▸ **Aim of the task**
Report each line in the entries below that contains the string "every", copying those lines in full.

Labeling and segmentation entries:
++++
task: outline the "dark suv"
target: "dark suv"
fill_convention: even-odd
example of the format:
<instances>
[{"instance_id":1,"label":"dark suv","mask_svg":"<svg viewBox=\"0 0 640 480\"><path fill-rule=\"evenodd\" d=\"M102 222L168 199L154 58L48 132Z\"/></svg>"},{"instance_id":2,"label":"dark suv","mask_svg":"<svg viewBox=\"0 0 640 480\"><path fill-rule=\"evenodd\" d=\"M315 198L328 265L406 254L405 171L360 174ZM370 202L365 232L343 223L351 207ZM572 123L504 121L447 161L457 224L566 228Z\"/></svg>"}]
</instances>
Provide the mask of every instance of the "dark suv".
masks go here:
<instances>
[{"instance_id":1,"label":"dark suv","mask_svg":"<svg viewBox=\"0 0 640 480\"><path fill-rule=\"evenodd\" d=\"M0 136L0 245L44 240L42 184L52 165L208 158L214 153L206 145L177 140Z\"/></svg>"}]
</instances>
++++
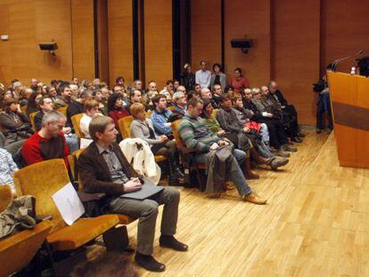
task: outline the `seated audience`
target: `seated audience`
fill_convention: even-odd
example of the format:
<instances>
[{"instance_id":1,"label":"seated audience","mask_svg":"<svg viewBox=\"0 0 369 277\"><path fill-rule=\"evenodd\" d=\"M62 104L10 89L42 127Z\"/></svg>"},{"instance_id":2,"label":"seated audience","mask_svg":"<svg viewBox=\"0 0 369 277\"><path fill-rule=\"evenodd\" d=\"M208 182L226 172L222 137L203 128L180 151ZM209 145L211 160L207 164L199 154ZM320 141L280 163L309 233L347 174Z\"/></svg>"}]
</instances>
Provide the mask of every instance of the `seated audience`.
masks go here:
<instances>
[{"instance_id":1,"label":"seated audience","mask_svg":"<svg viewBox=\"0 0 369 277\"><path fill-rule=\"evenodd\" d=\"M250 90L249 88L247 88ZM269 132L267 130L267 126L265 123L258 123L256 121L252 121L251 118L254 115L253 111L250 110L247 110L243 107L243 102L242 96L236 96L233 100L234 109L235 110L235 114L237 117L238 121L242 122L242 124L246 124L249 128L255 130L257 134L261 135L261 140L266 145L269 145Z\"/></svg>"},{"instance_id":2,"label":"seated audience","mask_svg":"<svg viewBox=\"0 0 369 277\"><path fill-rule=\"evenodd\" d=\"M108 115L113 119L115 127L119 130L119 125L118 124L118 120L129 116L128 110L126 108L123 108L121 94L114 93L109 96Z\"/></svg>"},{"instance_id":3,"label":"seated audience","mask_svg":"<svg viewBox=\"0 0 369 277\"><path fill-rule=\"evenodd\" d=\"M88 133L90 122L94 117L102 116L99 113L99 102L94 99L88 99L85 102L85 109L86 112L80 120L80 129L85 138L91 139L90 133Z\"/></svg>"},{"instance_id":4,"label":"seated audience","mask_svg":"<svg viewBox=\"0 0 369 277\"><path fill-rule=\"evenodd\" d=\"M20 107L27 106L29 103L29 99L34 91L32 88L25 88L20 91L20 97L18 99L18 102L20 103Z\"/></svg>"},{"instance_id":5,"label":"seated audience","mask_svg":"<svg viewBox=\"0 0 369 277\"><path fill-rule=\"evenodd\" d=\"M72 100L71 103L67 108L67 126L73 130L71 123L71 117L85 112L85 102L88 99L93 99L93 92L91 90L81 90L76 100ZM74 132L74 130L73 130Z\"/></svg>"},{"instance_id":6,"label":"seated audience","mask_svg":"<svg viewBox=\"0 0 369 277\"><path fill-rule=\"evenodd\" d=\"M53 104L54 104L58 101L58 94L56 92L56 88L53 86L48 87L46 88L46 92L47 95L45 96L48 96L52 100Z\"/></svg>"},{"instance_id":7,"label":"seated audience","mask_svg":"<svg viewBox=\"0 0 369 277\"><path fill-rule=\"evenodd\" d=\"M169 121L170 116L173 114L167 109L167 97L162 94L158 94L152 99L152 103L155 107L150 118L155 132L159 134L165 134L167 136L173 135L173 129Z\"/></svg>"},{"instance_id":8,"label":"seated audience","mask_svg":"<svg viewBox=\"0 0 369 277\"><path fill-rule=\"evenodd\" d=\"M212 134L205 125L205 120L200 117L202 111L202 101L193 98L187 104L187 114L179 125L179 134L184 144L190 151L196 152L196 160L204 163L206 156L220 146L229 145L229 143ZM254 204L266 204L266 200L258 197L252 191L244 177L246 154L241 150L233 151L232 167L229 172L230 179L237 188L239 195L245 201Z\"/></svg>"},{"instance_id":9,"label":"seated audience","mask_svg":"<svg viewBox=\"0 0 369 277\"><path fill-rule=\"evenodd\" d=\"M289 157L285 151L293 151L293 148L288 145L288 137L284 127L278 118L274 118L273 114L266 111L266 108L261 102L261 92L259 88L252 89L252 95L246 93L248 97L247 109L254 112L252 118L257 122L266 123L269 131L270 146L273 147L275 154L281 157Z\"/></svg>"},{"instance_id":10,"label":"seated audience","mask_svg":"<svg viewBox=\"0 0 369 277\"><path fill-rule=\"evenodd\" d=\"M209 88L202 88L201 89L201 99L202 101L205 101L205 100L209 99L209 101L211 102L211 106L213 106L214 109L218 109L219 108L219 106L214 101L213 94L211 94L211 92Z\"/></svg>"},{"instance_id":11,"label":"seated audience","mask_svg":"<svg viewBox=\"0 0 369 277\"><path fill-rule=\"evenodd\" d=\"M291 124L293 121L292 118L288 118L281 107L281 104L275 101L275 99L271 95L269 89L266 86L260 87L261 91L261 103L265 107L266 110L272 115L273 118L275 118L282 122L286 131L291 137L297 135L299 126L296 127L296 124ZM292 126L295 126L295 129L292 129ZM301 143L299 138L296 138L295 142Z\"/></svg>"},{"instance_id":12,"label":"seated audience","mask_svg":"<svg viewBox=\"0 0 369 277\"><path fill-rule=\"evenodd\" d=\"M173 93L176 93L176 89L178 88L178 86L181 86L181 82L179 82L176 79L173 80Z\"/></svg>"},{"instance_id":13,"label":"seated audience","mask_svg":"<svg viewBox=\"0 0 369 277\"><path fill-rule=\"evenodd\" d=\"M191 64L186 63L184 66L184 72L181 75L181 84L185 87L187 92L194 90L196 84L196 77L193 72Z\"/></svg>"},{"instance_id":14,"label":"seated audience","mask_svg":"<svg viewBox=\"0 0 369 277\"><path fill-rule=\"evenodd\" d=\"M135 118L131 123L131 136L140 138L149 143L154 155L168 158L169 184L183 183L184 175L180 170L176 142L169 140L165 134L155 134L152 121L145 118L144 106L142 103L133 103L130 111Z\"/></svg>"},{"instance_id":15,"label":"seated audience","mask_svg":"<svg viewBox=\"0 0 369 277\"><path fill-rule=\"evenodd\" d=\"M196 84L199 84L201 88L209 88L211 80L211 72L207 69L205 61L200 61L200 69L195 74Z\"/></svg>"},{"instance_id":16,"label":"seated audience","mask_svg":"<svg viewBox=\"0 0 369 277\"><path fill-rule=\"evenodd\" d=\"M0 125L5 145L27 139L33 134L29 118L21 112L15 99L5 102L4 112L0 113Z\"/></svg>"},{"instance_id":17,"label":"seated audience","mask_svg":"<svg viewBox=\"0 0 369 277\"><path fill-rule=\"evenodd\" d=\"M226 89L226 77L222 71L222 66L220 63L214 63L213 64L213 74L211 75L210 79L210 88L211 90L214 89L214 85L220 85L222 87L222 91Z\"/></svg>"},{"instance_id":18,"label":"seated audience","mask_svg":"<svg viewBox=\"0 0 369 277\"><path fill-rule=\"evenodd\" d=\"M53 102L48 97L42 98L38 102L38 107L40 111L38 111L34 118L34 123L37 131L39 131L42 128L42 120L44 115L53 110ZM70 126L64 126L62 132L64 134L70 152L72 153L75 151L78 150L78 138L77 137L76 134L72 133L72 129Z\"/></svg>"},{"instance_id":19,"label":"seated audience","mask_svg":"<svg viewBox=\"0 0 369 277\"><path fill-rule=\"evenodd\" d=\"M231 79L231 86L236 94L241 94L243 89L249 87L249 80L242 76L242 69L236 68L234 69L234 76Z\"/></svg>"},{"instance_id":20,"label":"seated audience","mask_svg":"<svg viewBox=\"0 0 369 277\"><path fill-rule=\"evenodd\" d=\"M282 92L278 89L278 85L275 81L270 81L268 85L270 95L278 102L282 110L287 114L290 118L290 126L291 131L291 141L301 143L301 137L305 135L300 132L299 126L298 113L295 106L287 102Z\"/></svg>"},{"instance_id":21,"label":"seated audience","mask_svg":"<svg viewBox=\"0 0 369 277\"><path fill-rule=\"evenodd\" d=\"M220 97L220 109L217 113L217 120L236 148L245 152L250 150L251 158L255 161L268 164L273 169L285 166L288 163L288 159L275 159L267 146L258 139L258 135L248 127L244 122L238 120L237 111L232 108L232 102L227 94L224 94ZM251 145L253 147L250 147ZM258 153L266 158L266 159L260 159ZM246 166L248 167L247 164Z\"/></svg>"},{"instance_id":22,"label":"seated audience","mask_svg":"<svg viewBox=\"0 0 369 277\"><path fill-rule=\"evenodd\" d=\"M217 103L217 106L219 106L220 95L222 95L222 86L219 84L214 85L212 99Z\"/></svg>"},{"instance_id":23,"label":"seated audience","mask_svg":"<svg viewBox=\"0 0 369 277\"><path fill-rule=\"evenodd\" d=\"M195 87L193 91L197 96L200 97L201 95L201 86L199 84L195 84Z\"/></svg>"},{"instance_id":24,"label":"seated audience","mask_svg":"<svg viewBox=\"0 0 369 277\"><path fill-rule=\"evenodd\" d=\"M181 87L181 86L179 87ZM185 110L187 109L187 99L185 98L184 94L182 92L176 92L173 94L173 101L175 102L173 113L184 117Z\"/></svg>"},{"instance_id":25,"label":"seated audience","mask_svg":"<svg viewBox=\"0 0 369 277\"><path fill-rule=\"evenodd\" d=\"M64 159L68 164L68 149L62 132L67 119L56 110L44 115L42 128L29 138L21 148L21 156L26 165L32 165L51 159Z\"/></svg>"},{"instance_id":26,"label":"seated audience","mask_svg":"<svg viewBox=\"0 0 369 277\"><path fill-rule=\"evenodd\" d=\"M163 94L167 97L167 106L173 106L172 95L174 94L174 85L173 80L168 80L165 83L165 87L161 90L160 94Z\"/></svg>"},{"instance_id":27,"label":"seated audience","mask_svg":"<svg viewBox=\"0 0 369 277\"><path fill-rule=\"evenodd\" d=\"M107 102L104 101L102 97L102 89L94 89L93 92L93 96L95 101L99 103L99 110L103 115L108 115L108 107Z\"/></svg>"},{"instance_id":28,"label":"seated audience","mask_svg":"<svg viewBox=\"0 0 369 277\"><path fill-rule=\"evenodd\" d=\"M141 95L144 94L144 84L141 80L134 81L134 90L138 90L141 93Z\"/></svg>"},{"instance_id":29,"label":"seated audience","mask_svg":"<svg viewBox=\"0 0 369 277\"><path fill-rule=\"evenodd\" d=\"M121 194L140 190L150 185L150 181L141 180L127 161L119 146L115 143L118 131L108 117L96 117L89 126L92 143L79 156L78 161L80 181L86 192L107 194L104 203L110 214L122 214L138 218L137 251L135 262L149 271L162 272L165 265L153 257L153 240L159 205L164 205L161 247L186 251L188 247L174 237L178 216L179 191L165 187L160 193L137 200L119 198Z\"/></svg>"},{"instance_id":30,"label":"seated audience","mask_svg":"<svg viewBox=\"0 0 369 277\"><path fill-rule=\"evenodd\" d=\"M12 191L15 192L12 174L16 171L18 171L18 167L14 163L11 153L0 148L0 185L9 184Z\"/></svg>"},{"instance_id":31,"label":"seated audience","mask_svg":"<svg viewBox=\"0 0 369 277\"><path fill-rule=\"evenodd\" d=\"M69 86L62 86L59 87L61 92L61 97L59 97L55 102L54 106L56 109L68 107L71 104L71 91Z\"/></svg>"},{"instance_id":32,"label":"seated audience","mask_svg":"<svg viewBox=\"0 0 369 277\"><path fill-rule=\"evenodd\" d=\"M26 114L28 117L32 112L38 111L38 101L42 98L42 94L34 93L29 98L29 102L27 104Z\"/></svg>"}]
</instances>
++++
▸ **Exercise response**
Provide the mask of every instance of the "dark suv".
Provide the mask of every instance of the `seated audience`.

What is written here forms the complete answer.